Reproduce the lines below from the one that contains "Mark every instance of the sea" through the end, inclusive, and add nothing.

━━━

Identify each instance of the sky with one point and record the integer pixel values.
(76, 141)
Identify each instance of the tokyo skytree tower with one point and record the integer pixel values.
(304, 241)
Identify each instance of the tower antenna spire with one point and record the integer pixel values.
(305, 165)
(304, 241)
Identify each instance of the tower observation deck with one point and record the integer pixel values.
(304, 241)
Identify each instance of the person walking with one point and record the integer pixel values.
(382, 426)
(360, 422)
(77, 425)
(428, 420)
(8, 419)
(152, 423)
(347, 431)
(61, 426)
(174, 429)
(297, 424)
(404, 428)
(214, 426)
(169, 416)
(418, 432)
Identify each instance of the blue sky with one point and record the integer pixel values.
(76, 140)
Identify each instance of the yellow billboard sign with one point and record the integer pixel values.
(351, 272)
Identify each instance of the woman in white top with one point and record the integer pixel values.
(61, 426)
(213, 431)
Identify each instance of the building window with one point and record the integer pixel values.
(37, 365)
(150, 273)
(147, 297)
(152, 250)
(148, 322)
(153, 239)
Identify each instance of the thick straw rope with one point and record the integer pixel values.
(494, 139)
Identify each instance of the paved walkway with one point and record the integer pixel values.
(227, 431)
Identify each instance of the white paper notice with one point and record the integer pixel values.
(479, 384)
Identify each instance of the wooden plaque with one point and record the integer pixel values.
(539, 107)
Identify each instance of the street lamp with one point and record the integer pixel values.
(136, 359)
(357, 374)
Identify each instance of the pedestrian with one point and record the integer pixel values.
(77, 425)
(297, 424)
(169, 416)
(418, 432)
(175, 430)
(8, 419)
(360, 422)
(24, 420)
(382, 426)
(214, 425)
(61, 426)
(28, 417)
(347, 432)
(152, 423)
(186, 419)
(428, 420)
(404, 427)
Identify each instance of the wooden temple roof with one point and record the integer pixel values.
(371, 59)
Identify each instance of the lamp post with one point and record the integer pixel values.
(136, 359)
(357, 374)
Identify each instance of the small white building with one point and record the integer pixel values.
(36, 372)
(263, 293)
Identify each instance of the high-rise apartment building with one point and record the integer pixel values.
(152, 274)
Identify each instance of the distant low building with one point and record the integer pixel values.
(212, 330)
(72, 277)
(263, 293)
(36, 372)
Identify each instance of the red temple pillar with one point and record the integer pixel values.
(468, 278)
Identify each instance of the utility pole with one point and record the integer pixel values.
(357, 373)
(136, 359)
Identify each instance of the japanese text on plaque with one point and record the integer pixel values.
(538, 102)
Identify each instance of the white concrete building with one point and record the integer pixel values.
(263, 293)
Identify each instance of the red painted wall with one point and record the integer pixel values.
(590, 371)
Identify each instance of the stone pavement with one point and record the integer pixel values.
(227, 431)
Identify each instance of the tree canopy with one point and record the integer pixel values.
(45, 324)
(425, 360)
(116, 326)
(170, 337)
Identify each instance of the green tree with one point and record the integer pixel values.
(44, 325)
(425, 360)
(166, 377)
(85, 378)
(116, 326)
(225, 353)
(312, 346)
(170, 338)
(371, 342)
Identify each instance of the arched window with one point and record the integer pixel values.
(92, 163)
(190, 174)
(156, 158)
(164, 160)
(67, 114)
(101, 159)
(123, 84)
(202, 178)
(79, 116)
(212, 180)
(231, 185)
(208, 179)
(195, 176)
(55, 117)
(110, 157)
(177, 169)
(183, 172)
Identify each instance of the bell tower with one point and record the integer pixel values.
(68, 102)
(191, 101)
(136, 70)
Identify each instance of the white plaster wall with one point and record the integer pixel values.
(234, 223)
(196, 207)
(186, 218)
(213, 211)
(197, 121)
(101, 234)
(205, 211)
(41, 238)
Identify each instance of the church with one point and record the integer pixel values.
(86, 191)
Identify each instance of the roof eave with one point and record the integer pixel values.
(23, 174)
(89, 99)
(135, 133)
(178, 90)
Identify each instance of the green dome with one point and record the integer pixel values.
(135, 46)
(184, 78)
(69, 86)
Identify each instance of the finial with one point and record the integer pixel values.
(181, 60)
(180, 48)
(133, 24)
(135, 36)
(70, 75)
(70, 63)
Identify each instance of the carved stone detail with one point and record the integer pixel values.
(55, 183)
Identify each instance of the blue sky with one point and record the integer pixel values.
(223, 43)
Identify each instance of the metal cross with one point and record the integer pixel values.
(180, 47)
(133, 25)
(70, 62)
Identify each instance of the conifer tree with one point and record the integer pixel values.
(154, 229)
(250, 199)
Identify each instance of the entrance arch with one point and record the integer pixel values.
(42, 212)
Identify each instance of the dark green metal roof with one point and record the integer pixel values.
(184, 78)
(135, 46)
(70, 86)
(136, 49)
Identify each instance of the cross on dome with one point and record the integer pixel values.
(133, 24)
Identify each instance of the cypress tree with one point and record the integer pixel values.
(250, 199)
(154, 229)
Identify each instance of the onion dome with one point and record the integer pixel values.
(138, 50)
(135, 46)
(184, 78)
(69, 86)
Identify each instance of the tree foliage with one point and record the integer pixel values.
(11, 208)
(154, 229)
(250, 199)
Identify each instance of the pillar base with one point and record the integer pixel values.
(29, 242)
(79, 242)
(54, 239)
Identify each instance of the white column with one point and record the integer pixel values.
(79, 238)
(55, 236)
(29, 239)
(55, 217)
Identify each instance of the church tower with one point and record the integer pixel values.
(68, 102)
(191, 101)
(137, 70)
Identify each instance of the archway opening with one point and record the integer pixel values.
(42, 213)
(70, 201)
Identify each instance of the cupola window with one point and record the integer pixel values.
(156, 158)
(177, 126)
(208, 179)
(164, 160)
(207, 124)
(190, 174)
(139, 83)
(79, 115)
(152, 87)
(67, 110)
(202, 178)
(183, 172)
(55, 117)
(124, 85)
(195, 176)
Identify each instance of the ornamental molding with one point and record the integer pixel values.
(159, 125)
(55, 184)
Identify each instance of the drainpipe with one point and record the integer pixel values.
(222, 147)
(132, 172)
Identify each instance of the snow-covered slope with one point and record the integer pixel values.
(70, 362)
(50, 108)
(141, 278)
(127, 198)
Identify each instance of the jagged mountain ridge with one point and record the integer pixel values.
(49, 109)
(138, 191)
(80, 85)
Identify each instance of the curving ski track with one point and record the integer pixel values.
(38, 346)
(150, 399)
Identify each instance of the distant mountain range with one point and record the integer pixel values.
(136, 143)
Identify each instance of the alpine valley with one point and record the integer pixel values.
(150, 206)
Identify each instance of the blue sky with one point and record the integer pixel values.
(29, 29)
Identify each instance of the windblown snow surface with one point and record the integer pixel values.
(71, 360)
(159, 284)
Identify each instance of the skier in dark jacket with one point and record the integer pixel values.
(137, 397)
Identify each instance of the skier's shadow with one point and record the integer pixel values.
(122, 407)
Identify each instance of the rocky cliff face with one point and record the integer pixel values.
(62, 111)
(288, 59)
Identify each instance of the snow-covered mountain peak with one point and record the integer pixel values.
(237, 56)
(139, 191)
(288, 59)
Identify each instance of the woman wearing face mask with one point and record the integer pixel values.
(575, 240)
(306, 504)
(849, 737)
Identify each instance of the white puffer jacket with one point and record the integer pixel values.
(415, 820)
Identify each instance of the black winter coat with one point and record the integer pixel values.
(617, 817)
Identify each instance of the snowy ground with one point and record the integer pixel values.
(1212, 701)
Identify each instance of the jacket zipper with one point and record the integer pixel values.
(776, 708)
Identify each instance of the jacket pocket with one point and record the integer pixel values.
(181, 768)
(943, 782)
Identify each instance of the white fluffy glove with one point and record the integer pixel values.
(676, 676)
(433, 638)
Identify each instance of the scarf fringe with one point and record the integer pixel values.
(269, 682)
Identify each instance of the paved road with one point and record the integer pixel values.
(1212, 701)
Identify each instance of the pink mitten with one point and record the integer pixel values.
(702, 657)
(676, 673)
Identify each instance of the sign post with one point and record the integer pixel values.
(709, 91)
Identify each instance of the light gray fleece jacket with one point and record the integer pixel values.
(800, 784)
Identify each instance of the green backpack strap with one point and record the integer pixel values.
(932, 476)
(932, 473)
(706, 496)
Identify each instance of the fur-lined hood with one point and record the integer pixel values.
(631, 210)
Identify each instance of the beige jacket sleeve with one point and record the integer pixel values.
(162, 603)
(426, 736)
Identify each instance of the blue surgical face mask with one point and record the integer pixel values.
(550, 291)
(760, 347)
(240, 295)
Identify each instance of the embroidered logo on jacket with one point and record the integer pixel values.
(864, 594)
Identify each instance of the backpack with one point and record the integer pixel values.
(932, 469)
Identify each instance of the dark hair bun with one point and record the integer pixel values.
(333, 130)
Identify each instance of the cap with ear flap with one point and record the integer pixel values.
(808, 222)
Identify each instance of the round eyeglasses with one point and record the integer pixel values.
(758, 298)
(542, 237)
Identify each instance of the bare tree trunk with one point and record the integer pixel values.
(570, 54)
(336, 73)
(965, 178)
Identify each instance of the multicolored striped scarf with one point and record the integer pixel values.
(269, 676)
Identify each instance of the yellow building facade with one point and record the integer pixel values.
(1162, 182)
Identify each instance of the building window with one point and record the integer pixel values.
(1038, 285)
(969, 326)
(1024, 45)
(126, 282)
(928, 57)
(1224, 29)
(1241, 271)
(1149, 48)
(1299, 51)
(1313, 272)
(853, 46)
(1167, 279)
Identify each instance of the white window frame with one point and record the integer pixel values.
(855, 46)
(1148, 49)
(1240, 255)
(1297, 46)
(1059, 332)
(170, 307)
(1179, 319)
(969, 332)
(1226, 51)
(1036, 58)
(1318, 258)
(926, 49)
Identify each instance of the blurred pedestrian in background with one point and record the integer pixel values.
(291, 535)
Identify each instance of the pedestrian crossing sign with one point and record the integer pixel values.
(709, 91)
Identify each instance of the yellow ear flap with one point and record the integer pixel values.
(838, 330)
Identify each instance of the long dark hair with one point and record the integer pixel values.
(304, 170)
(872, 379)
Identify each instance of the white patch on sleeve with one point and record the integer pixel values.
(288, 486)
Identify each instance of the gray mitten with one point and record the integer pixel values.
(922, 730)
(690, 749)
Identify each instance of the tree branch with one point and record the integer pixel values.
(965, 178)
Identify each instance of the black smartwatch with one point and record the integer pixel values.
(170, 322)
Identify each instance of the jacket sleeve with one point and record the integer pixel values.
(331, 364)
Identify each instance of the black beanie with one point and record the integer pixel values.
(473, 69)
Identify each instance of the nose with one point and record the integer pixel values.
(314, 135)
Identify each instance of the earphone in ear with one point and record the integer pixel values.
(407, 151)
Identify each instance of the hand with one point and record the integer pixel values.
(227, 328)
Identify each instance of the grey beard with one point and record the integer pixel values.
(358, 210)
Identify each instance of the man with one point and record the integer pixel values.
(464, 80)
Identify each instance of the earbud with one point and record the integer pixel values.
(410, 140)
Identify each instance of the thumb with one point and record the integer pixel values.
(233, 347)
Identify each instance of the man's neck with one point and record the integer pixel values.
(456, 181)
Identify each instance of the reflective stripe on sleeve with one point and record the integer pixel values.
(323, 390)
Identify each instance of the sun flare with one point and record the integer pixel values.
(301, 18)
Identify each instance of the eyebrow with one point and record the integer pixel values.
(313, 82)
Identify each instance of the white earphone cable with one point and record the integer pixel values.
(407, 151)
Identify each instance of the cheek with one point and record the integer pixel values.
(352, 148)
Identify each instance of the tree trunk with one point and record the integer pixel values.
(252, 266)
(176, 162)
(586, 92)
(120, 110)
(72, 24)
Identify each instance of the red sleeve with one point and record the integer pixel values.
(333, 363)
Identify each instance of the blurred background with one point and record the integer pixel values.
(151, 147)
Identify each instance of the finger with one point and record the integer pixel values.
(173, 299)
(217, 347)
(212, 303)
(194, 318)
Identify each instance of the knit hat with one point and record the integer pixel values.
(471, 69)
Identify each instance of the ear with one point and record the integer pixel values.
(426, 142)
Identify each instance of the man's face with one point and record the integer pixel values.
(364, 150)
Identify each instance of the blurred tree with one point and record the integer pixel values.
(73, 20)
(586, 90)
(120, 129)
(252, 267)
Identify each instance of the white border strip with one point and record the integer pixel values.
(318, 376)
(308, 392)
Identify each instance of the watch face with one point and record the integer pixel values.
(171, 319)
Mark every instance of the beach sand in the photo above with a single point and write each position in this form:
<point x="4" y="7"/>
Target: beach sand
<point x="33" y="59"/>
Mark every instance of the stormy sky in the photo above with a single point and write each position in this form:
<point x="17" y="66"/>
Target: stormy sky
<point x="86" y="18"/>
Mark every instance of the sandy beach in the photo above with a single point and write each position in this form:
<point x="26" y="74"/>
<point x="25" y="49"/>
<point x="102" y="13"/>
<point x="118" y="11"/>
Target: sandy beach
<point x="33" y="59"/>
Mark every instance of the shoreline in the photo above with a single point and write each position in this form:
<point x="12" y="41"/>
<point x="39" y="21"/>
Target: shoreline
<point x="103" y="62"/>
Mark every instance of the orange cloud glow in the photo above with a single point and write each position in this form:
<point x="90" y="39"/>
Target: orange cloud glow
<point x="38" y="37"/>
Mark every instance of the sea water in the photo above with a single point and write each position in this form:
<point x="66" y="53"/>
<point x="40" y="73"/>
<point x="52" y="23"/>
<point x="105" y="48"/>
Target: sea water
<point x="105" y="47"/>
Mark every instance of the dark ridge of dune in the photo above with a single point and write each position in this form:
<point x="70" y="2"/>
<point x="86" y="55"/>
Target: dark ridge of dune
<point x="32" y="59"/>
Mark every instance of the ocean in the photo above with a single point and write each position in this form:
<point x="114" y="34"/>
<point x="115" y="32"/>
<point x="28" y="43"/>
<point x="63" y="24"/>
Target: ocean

━━━

• **Correct output**:
Mark every instance of the sea water in the photo above with a single point and write each position in this form:
<point x="66" y="53"/>
<point x="40" y="73"/>
<point x="52" y="23"/>
<point x="105" y="48"/>
Target: sea water
<point x="105" y="47"/>
Mark every instance of the dark ridge of dune in the photo above with a single point and write each position in this form:
<point x="70" y="2"/>
<point x="86" y="55"/>
Target: dark ridge of dune
<point x="32" y="59"/>
Mark every instance of the ocean in the photo above with a single point and write each position in this form:
<point x="114" y="34"/>
<point x="115" y="32"/>
<point x="28" y="43"/>
<point x="63" y="24"/>
Target: ocean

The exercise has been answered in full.